Extracted records
○ ○ ○ ○ ○

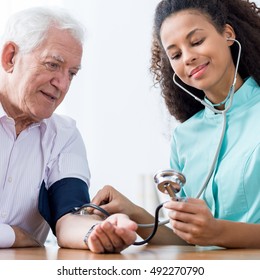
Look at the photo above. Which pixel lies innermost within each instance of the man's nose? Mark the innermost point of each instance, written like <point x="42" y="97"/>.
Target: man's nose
<point x="61" y="81"/>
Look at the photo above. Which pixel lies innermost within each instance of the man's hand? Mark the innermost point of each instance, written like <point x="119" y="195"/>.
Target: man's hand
<point x="113" y="235"/>
<point x="23" y="239"/>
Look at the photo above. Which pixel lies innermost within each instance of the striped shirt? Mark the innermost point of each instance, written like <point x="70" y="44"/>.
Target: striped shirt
<point x="46" y="151"/>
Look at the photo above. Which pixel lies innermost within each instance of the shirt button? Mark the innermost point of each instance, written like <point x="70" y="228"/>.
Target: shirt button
<point x="3" y="214"/>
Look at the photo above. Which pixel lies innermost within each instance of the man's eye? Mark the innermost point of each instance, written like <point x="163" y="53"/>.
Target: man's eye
<point x="72" y="74"/>
<point x="52" y="65"/>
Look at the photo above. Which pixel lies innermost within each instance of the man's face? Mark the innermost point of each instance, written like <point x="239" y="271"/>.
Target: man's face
<point x="40" y="79"/>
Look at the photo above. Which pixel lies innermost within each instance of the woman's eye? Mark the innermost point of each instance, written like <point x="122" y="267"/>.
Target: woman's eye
<point x="175" y="56"/>
<point x="197" y="43"/>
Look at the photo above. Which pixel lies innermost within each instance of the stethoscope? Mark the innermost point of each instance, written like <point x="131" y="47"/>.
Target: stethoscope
<point x="170" y="181"/>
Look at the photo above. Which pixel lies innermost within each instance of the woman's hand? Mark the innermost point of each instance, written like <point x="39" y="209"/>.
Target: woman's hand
<point x="193" y="222"/>
<point x="113" y="235"/>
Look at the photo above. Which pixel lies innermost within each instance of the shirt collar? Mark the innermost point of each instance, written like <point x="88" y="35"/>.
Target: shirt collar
<point x="42" y="123"/>
<point x="245" y="93"/>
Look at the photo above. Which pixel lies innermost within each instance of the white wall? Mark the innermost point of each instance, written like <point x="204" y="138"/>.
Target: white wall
<point x="112" y="99"/>
<point x="117" y="109"/>
<point x="121" y="117"/>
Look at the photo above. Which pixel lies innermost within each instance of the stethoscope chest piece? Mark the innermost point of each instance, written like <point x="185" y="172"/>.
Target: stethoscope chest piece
<point x="169" y="181"/>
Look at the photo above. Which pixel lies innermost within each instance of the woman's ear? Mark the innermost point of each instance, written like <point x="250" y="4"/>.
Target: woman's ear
<point x="229" y="33"/>
<point x="8" y="56"/>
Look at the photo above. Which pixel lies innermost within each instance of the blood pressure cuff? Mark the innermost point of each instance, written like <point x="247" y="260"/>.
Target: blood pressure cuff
<point x="61" y="198"/>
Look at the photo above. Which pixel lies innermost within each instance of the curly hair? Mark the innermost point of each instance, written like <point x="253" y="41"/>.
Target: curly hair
<point x="242" y="15"/>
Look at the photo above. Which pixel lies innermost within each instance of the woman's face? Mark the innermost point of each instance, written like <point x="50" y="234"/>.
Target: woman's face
<point x="199" y="55"/>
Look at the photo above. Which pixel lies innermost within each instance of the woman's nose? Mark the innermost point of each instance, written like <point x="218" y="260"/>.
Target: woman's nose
<point x="189" y="57"/>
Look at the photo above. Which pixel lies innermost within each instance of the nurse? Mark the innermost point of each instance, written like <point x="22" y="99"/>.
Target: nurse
<point x="194" y="41"/>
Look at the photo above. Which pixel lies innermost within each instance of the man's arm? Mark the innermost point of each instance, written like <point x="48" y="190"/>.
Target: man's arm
<point x="114" y="234"/>
<point x="24" y="239"/>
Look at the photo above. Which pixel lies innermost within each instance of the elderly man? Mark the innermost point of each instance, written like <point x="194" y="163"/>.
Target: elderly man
<point x="44" y="171"/>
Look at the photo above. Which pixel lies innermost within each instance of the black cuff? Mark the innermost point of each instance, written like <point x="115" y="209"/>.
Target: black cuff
<point x="61" y="198"/>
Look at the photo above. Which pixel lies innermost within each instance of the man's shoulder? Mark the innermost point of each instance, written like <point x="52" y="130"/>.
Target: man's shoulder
<point x="60" y="125"/>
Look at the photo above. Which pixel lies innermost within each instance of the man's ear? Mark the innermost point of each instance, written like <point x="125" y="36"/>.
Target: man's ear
<point x="8" y="56"/>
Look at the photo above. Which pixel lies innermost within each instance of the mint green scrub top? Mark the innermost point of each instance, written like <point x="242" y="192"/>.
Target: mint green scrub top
<point x="233" y="192"/>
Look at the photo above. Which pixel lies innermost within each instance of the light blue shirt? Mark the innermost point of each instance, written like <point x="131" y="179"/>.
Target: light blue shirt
<point x="47" y="151"/>
<point x="233" y="192"/>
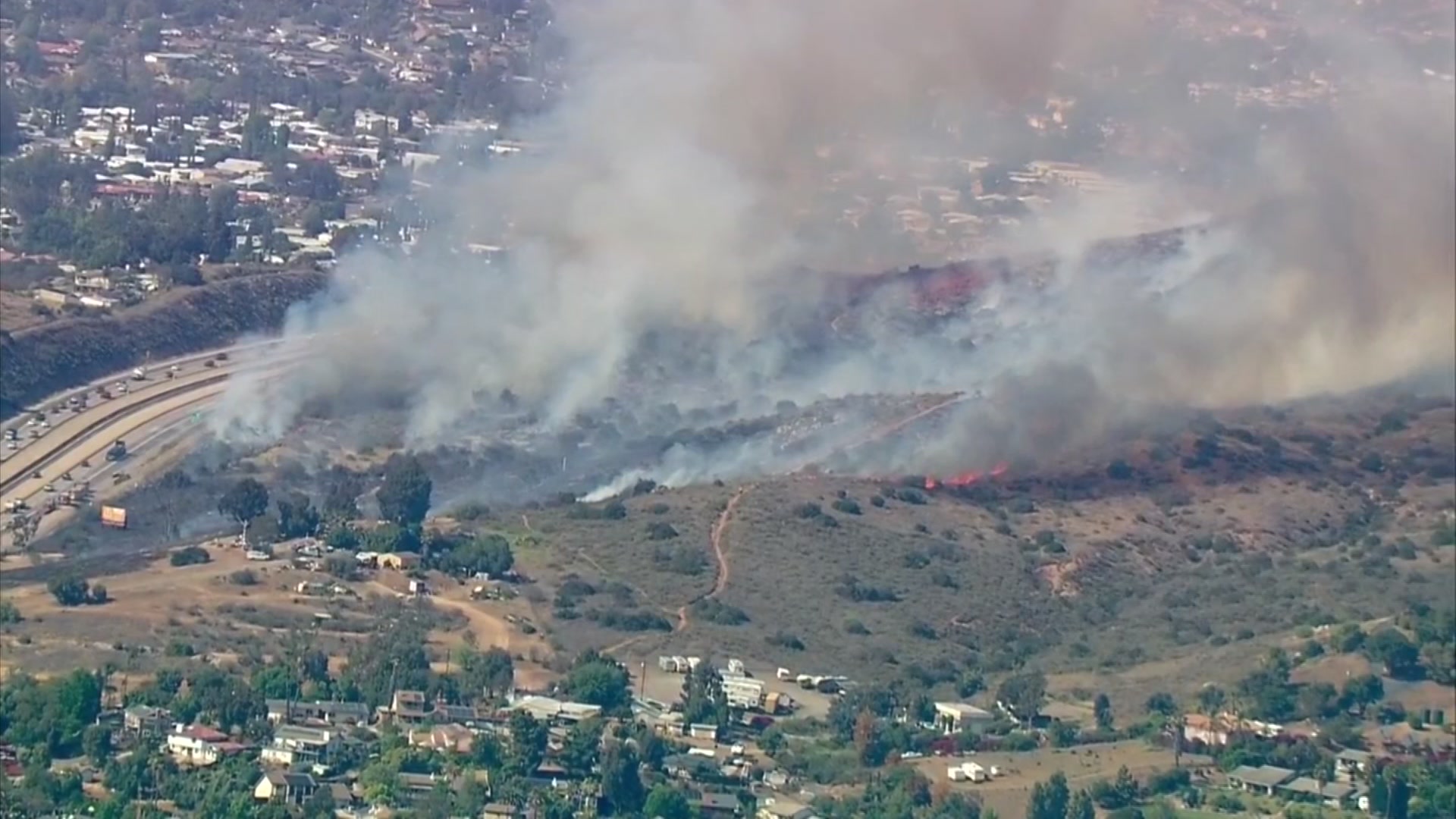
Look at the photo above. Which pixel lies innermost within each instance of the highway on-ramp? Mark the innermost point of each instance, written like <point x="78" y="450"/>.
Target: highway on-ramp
<point x="77" y="441"/>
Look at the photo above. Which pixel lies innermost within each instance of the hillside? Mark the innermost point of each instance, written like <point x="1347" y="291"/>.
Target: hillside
<point x="1156" y="548"/>
<point x="41" y="360"/>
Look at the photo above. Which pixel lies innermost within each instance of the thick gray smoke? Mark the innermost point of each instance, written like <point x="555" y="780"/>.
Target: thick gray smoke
<point x="660" y="232"/>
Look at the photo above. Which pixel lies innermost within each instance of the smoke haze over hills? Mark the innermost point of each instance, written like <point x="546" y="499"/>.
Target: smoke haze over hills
<point x="658" y="240"/>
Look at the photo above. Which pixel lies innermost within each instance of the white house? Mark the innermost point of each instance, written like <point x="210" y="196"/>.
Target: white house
<point x="300" y="745"/>
<point x="200" y="745"/>
<point x="284" y="787"/>
<point x="954" y="717"/>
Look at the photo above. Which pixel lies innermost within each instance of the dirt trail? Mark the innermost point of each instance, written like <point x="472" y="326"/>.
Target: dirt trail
<point x="717" y="538"/>
<point x="896" y="426"/>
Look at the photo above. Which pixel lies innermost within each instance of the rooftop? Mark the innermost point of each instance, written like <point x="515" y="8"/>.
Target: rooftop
<point x="1266" y="776"/>
<point x="1310" y="786"/>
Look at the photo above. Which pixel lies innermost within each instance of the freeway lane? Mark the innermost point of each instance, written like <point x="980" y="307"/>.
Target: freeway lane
<point x="190" y="362"/>
<point x="93" y="420"/>
<point x="93" y="445"/>
<point x="86" y="423"/>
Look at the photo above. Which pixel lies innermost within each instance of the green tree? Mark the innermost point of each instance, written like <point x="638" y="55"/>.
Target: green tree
<point x="1081" y="806"/>
<point x="1050" y="799"/>
<point x="620" y="780"/>
<point x="9" y="121"/>
<point x="580" y="751"/>
<point x="528" y="744"/>
<point x="704" y="698"/>
<point x="405" y="496"/>
<point x="488" y="553"/>
<point x="297" y="518"/>
<point x="667" y="803"/>
<point x="243" y="502"/>
<point x="69" y="591"/>
<point x="1163" y="703"/>
<point x="96" y="744"/>
<point x="1024" y="694"/>
<point x="1103" y="711"/>
<point x="1398" y="654"/>
<point x="491" y="673"/>
<point x="598" y="679"/>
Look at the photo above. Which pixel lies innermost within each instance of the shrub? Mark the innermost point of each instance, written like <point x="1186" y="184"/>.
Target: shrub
<point x="786" y="640"/>
<point x="718" y="613"/>
<point x="344" y="567"/>
<point x="808" y="510"/>
<point x="629" y="620"/>
<point x="471" y="510"/>
<point x="916" y="560"/>
<point x="683" y="560"/>
<point x="852" y="589"/>
<point x="922" y="630"/>
<point x="660" y="531"/>
<point x="190" y="556"/>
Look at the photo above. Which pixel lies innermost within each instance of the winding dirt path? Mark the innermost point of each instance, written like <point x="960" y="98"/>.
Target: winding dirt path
<point x="724" y="572"/>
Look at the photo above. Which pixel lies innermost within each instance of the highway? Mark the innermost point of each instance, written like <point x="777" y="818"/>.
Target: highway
<point x="31" y="435"/>
<point x="76" y="441"/>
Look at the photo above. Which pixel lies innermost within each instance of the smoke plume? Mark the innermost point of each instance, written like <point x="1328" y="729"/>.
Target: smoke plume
<point x="672" y="232"/>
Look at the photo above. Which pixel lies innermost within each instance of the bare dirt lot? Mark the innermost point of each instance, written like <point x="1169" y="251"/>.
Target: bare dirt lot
<point x="1082" y="765"/>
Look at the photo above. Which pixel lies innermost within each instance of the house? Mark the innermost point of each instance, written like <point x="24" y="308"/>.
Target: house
<point x="1351" y="765"/>
<point x="449" y="738"/>
<point x="1332" y="795"/>
<point x="783" y="808"/>
<point x="99" y="302"/>
<point x="548" y="708"/>
<point x="1260" y="780"/>
<point x="1427" y="700"/>
<point x="400" y="561"/>
<point x="410" y="707"/>
<point x="1220" y="729"/>
<point x="717" y="805"/>
<point x="956" y="717"/>
<point x="53" y="297"/>
<point x="200" y="745"/>
<point x="284" y="787"/>
<point x="419" y="786"/>
<point x="145" y="720"/>
<point x="300" y="745"/>
<point x="1207" y="730"/>
<point x="689" y="767"/>
<point x="325" y="713"/>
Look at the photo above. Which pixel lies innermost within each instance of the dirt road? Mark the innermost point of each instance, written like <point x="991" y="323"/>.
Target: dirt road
<point x="717" y="538"/>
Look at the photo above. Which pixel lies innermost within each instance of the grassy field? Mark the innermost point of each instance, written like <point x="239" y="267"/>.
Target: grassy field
<point x="1110" y="586"/>
<point x="1082" y="765"/>
<point x="158" y="607"/>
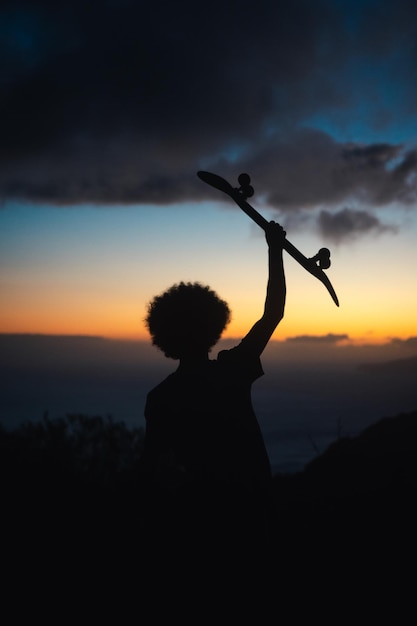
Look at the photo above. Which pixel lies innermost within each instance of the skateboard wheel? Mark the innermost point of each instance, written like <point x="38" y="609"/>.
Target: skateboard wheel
<point x="323" y="257"/>
<point x="244" y="180"/>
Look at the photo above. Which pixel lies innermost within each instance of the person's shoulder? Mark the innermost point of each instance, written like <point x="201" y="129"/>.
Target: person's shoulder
<point x="242" y="359"/>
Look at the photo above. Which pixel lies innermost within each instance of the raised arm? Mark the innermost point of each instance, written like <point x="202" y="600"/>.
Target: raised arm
<point x="259" y="335"/>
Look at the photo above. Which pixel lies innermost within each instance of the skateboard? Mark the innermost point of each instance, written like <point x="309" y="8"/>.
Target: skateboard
<point x="315" y="265"/>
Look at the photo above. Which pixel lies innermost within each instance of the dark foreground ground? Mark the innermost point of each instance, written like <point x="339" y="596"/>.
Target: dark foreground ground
<point x="77" y="534"/>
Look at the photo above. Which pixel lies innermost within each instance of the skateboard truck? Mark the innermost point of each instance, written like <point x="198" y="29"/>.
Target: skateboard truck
<point x="315" y="265"/>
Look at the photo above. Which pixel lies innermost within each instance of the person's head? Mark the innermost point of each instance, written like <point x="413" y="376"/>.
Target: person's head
<point x="187" y="318"/>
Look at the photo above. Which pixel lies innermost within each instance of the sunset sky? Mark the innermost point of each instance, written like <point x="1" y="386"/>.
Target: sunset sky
<point x="108" y="110"/>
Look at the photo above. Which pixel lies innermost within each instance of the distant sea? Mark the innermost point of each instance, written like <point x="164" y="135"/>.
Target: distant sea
<point x="302" y="405"/>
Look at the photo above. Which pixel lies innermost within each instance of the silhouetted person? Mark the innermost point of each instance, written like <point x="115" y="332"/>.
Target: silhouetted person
<point x="204" y="449"/>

○ ○ ○ ○ ○

Only the lines from the one containing "of the sunset" through the end of the material should be reproduced, exactly, with both ends included.

* **TASK ANSWER**:
Look at the photo above. Which pixel lies innermost within each instance of the sunset sky? Mark the innermost point of each instance, written like <point x="1" y="386"/>.
Target: sunset sky
<point x="108" y="110"/>
Look at the photo above. Which pixel lies innermost within each instance of the distant sea? Mark the innermost point of each instance, written like <point x="164" y="135"/>.
Target: distant sea
<point x="302" y="405"/>
Look at the photo above. Which pixel lies innermost within each instance of the silhouetted person? Mark the innermost point of each instance, written like <point x="115" y="332"/>.
Target: silhouetted person
<point x="204" y="449"/>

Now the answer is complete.